◆ Apply what you read
A. Using the Greenspan post, say whether each statement agrees with it. Answer yes or no for each, and quote the deciding words exactly.
(i) In America, finance and insurance rose from 2.4 percent of GDP in 1947 to 7.4 percent in 2008.
(ii) China's share rose from 1.6 percent in 1981 to 5.2 percent in 2009.
(iii) Deregulation accounts for the entire rise in the financial share.
B. According to the Greenspan post, what share of American GDP went to finance and insurance during the severe contraction of 2009?
C. Carry on the Greenspan post from its last sentence, keeping the same voice and subject.

◆ Selected excerpt
Alan Greenspan does not like the Dodd-Frank Bill

Here is his FT Op-Ed, sure to draw fury from those who think he no longer has much cache as an expert on financial reform.  (Addendum: Henry comments.)  Here are the most interesting excerpt:

During the postwar years, the degree of financial complexity has appeared to grow with the rising division of labour, globalisation, and the level of technology. One measure of that complexity, the share of gross domestic product devoted to finance and insurance, has increased dramatically. In America for example, it rose from 2.4 per cent in 1947 to 7.4 per cent in 2008, and to a still larger 7.9 per cent during the severe contraction of 2009.

Increased financial shares are evident in the UK, the Netherlands, Japan, Korea, and Australia, among others. Even China has joined, its share rising from 1.6 per cent in 1981 to 5.2 per cent in 2009. Deregulation, especially in America during the 1980s, clearly accounts for part, but certainly not all, of the share rise.

◆ Dataset extract
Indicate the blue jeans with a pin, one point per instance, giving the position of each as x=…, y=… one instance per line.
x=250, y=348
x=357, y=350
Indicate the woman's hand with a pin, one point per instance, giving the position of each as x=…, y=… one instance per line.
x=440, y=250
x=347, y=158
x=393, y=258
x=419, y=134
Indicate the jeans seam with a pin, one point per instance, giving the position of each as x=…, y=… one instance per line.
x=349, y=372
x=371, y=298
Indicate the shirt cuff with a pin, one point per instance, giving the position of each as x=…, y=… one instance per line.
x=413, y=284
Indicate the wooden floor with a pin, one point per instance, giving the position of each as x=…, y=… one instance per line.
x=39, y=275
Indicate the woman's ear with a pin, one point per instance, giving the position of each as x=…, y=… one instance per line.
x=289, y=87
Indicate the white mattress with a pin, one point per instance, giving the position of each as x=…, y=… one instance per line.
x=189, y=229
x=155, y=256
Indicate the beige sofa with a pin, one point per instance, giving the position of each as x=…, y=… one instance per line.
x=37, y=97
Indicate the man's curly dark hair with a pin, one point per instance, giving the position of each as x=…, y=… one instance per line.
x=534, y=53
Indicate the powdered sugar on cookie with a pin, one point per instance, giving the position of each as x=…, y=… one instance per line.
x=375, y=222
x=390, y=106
* * *
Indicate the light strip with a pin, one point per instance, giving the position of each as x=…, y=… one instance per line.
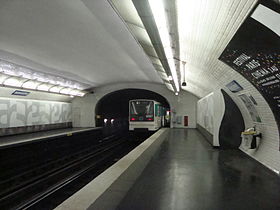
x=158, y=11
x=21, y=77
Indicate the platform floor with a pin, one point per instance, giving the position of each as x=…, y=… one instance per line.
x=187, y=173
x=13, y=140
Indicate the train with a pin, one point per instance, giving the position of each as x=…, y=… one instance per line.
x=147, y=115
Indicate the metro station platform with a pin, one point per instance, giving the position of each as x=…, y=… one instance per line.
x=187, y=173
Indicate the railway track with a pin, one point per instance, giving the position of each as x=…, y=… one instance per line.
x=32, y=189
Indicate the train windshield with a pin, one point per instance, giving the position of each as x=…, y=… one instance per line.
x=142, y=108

◆ Answers
A.
(i) Yes: "In America for example, it rose from 2.4 per cent in 1947 to 7.4 per cent in 2008"
(ii) Yes: "Even China has joined, its share rising from 1.6 per cent in 1981 to 5.2 per cent in 2009."
(iii) No: "Deregulation, especially in America during the 1980s, clearly accounts for part, but certainly not all, of the share rise."

B. 7.9 percent.

C.
“among others” is not especially satisfying — is it a general trend or not?  Here is a useful chart, showing the evolution of finance as a share of gdp in the United States (and many slides here).  It runs straight up from 1940 or so onwards.  That said, I am not sure this is grounds for optimism.  The share is very high in 1929, and does not re-achieve that height until the mid-1980s (an eyeball estimate).  Does the graph show a pattern of natural growth?  Or is excess finance like a tumor which must be periodically excised and can remain at lower levels, relative to gdp, for decades, with no apparent harm?